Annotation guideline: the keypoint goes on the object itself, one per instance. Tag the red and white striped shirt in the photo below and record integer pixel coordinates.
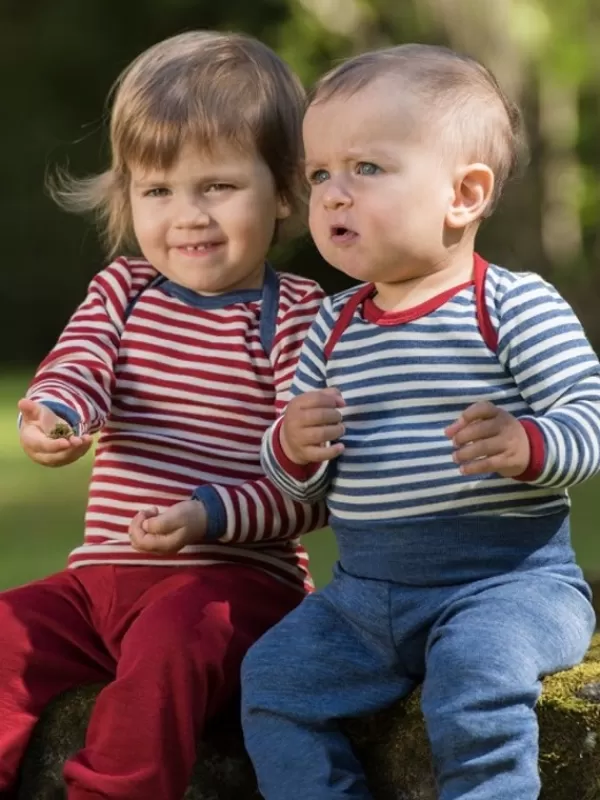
(182, 388)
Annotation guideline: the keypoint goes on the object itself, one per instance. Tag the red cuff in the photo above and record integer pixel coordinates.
(537, 456)
(301, 472)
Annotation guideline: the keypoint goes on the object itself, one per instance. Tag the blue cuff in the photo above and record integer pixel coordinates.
(215, 512)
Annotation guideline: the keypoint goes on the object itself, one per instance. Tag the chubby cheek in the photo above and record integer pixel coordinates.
(318, 225)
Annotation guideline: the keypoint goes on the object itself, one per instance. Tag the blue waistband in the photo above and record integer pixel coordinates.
(434, 551)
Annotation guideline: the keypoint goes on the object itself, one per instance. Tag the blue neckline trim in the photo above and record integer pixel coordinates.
(196, 300)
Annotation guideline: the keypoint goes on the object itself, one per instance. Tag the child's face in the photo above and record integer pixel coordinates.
(380, 186)
(207, 222)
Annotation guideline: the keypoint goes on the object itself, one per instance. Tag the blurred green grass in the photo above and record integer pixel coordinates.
(41, 509)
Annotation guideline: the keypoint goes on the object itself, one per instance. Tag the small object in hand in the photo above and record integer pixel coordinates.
(61, 431)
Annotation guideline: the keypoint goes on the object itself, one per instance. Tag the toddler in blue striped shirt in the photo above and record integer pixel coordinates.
(443, 408)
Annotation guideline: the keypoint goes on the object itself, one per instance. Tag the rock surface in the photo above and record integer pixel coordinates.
(392, 745)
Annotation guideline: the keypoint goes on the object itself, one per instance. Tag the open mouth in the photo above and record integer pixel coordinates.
(341, 235)
(196, 249)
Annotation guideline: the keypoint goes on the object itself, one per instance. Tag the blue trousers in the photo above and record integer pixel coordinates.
(479, 648)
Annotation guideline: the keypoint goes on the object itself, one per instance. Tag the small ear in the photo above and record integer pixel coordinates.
(473, 189)
(283, 209)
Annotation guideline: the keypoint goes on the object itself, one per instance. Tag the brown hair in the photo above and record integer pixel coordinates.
(473, 113)
(203, 86)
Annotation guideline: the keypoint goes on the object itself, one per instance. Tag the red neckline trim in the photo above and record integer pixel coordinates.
(372, 313)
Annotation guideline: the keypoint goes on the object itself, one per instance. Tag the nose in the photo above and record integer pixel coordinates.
(190, 213)
(336, 196)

#### Exercise brief:
Could you reproduce all of the material above word for word, omitting the picture?

#### Complete output:
Annotation guideline: the keypoint goes on the object itself, one per instance. Tag the red and white striped shirt in the photo below and record integer pixel coordinates.
(182, 388)
Annotation guideline: the keypoint goes on the object itself, one per instance. Tag the red cuff in the photo above and record integer pixel coordinates.
(537, 456)
(301, 472)
Annotation guideline: the keypoint goes on the object itself, one per instance. Tag the blue cuff in the photo above and record integer pixel coordinates.
(215, 512)
Annotation guideline: the keypoint goes on the object itself, one per instance. Tag the chubby cheek in the photo above and record integer pixel coordinates.
(318, 225)
Annotation guideline: the keypoint goes on the object itself, one per instance. Tag the blue waistband in the photo above and record integer pixel coordinates.
(434, 551)
Annotation guideline: the keypoint goes on the object itself, one per instance. Tag the blue neckline trim in the photo above and record integer pixel coordinates.
(196, 300)
Annotation guideline: the keypoint goes on the object itself, one per instance. Tag the child's face in the photo above and record integer pixel coordinates.
(380, 186)
(207, 222)
Annotation guideline: the keypoint goes on the object itself, one per instance. Tag the blurred green grass in the photo above and record integer pixel coordinates.
(41, 509)
Annotation guideline: the keypoint goes on the object itself, one per instance. Tag the small object in hand in the photo above and record integer pixel coordinates.
(61, 431)
Annotation guideline: the keypoint goes on the object itself, one per instance. Tag the toddler in blue striped shirt in the photo above and record integer pixel coordinates.
(443, 408)
Annotation guideline: the keypoint goes on the object itself, one per instance. Tag the rock surface in the photo above and record integer pixel coordinates.
(392, 745)
Annotation guideline: the keypoint goes on the object itself, one per instance. Tag the open mouth in the photo above and record integer pixel coordinates.
(341, 235)
(196, 249)
Annotation guideline: the keypoint goes on the object itself, one per instance. Tag the blue trousers in the photo above and record integer pixel coordinates.
(479, 648)
Annotation guideline: the keypoint goes on the object itself, one per instance. Tag the small ear in the photo above and record integer pixel coordinates.
(473, 189)
(283, 209)
Annotation guideline: the keypoint goes on the object itself, one per instance. Tag the brown hair in the photo above and record integer pixel coordinates.
(473, 113)
(203, 86)
Annotation guideline: the keypoint goes on the object itself, one per instance. Tag the red neckline trim in the photo above and record integer pixel coordinates.
(372, 313)
Annotation guideline: the keypoint goes on the object itself, one per instance. Tag the nose in the photo above and record integer pixel coordinates.
(190, 213)
(336, 196)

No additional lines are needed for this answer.